----- Text shown
Christeen Street Studios Weekly Blog
Welcome readers, and happy Monday to you. This week I want to talk about something specific, Gold. Well not just any thing Gold, but gilded. I hope that you recall last week’s post about a search for my personal style and after some contemplation; I realized Gilding is certainly a signature of mine. With such a realization I wanted to talk a bit more about Gilding and its long past.
Today we have more options when it comes to paint and media. Today we do not necessarily need gilding as Foiling and the use of foils have become increasingly popular and mainstream, and perhaps easier to use and more cost effective. However, Gilding paved the road for these other mediums. Let us not forget the trusty variations of gold colored pigments and paints we have available to us today that was not available when Gilding became known.
----------
----- Supplied data
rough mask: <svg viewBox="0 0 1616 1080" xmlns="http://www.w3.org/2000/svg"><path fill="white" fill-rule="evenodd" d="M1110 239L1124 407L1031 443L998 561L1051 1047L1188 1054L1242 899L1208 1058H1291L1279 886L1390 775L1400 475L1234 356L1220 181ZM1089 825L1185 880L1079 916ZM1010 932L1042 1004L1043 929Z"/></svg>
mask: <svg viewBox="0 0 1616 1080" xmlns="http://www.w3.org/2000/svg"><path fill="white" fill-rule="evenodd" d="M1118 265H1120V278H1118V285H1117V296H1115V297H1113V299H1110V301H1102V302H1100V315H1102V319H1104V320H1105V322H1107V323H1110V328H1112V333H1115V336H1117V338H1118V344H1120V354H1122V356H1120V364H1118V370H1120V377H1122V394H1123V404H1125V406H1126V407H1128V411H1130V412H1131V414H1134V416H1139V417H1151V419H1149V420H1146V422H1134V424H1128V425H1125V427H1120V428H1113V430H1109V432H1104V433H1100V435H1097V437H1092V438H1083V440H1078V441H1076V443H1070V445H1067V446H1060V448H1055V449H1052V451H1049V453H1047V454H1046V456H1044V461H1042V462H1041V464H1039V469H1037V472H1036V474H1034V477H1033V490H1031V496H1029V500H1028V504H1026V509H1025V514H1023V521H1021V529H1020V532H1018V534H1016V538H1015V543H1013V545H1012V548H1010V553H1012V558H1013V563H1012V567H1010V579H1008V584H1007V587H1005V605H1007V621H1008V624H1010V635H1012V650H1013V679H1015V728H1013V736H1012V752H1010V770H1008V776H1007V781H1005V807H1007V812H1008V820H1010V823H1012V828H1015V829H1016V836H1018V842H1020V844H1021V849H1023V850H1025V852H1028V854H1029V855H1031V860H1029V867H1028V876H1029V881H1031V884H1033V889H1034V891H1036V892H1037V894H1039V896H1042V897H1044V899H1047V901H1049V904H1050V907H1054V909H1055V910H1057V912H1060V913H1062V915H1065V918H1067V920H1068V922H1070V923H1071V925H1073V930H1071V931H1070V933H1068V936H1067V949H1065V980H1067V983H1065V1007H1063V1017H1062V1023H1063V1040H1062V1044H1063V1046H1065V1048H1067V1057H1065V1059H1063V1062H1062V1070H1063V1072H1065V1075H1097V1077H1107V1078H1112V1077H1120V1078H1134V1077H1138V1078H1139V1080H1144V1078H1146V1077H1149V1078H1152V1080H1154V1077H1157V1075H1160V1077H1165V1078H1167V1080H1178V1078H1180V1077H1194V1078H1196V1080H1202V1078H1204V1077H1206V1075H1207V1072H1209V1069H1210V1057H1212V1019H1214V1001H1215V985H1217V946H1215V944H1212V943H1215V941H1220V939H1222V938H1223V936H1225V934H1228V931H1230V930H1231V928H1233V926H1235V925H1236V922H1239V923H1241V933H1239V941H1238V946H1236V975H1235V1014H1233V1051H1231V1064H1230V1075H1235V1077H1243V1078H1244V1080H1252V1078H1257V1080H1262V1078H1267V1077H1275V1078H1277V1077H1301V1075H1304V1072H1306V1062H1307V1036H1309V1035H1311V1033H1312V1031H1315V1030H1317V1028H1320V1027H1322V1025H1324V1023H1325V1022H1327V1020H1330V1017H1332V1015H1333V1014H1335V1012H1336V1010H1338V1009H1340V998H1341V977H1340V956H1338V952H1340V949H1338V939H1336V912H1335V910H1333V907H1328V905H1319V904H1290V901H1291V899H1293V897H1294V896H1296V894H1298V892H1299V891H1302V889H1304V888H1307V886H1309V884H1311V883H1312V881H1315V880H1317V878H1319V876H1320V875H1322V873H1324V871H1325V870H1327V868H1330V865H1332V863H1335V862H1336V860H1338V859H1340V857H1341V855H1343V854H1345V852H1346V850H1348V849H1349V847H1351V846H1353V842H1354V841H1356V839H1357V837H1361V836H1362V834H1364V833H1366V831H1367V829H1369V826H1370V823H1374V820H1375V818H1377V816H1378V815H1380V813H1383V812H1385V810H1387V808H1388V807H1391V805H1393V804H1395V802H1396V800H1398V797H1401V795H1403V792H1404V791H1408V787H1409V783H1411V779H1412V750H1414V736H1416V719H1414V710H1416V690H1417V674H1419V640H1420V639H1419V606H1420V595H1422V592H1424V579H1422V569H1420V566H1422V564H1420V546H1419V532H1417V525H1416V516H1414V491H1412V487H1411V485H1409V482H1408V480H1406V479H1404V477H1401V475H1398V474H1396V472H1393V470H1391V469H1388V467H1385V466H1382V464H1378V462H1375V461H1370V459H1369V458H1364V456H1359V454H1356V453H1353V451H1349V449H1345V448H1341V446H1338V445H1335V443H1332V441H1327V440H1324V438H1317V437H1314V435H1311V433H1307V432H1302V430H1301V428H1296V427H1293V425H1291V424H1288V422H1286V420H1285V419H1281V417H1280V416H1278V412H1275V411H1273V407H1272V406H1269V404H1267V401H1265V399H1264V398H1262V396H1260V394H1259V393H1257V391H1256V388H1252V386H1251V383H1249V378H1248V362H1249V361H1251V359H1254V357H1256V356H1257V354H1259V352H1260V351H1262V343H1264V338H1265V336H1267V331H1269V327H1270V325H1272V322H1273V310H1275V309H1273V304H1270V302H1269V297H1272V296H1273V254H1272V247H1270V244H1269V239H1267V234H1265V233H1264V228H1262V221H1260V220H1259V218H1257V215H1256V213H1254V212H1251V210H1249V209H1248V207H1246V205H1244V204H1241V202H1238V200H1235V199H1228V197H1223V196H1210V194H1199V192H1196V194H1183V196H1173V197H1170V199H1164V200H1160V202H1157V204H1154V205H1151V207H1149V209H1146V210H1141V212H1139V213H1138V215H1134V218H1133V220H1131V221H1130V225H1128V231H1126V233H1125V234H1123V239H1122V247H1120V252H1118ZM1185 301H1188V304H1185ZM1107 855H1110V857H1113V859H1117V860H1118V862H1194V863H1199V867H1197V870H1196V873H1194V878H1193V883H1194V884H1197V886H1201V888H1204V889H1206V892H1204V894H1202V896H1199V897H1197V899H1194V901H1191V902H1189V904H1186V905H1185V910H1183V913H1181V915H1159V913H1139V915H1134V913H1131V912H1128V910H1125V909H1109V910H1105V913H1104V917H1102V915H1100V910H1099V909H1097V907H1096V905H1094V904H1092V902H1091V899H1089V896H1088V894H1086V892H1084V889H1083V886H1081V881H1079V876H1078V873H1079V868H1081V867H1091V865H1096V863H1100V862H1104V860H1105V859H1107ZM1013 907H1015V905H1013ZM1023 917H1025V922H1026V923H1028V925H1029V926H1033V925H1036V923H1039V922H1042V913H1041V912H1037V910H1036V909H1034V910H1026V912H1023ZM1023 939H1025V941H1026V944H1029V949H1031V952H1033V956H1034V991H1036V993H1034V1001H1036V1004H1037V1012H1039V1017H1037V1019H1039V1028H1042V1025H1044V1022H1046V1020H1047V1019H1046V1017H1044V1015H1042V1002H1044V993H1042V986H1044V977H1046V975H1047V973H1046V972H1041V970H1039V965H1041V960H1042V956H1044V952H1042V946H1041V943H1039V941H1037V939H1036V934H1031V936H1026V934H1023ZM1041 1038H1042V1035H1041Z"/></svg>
----------
Task prompt -
Duplicate the following section of the gilding blog post word for word, starting at "Today we have" and ending at "Gilding became known.".

Expected answer -
Today we have more options when it comes to paint and media. Today we do not necessarily need gilding as Foiling and the use of foils have become increasingly popular and mainstream, and perhaps easier to use and more cost effective. However, Gilding paved the road for these other mediums. Let us not forget the trusty variations of gold colored pigments and paints we have available to us today that was not available when Gilding became known.